+++ EXCERPT

OpenAI Phases Out o3 and GPT-4.5 From ChatGPT, Triggering User Backlash
OpenAI will remove GPT-4.5 from ChatGPT on June 27 and the o3 model on August 26, the company confirmed in a post on its OpenAI Help Center.
Both models were exclusive to paid subscribers. The company cited limited usage among that group as the primary reason for the retirement, saying it would redirect resources toward its newer GPT-5 series.
The changes affect only direct ChatGPT usage. API access to both models remains unaffected.
What Changes, and When
GPT-4.5 carries a 30-day sunset window, running from May 28 to June 27. O3 gets a 90-day window, remaining available from May 28 through August 26.
Alongside the retirements, OpenAI announced a new version of GPT-5.5 Instant. The company said responses from the updated model read more naturally, feature better pacing, and avoid overly long answers.
OpenAI also confirmed it will remove the Canvas feature — a dedicated writing and coding workspace — from the GPT-5.5 model series. Writing and coding tools will instead integrate directly into standard chat.
Paying users retain Canvas access until o3 and GPT-4.5 reach their respective end dates. Free-tier users will not have that option.
Users Push Back
The announcement drew sharp criticism across Reddit and X, where users questioned the logic of retiring models they were actively paying to access.
Many argued that low usage figures do not simply reflect lack of demand. Rate limits — which restrict how often users can call a given model within a set period — could artificially suppress usage statistics, they said, making light traffic an unreliable proxy for user interest.

++++++

[TASK PROMPT]: In the article on OpenAI retiring o3 and GPT-4.5, rewrite the part that opens with the words "Many argued that" and closes with "for user interest.", swapping "Rate limits" for "Usage caps".

+++ RECORDS SUPPLIED

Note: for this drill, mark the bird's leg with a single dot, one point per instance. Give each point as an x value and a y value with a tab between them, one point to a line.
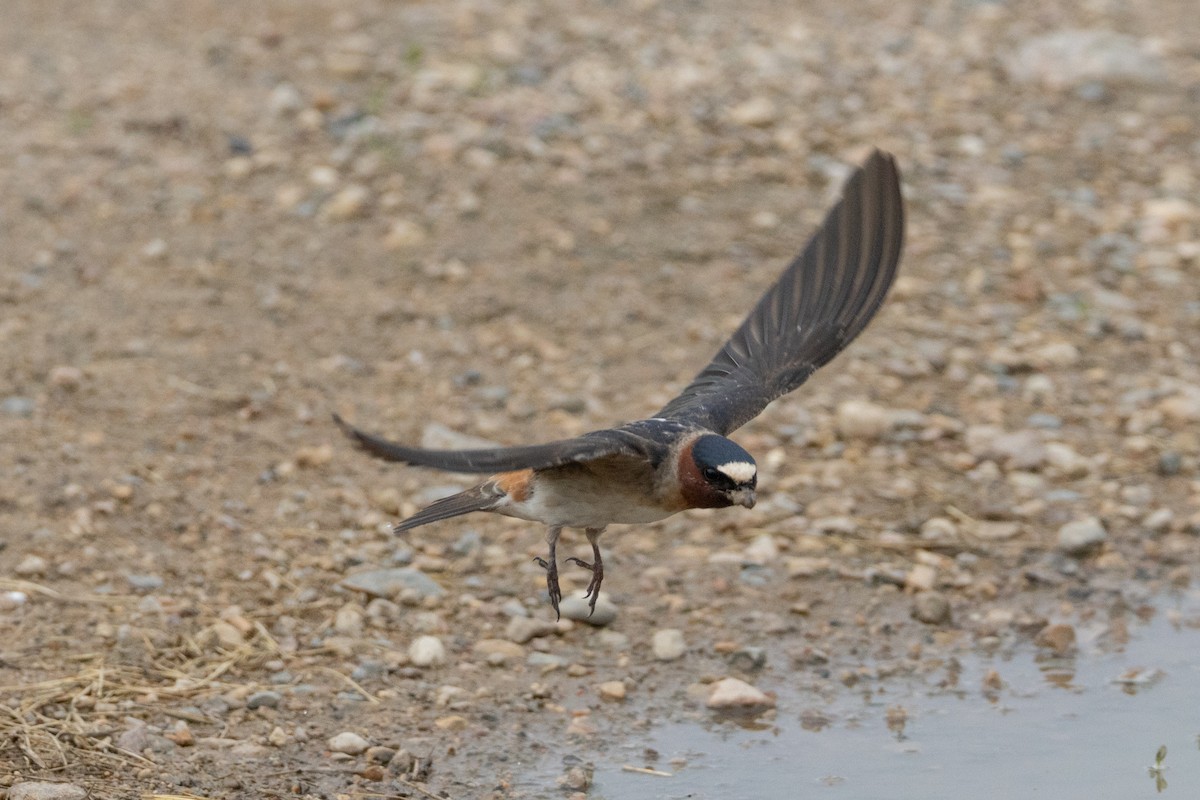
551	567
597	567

++++++
+++ RECORDS SUPPLIED

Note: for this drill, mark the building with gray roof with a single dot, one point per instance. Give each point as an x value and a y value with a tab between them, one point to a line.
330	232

++++++

[ANSWER TO THIS EXERCISE]:
Many argued that low usage figures do not simply reflect lack of demand. Usage caps — which restrict how often users can call a given model within a set period — could artificially suppress usage statistics, they said, making light traffic an unreliable proxy for user interest.